INSTRUCTION: Edit the items below by replacing "white" with "pale" wherever it occurs, and change nothing else. Leave the pictures out of your answer.

(Image annotation data)
/---
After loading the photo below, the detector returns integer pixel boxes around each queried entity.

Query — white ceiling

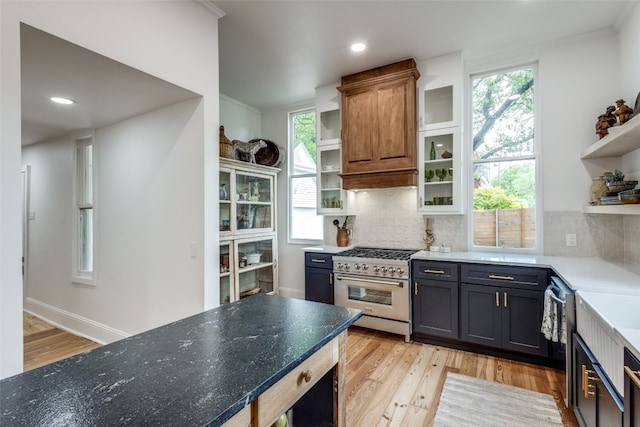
[20,24,198,145]
[214,0,638,109]
[21,0,639,145]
\---
WRITTEN RESPONSE:
After loading the photo below, the detector returns integer pixel boxes around each queried entity.

Query — pale ceiling

[20,24,198,145]
[214,0,638,109]
[21,0,639,145]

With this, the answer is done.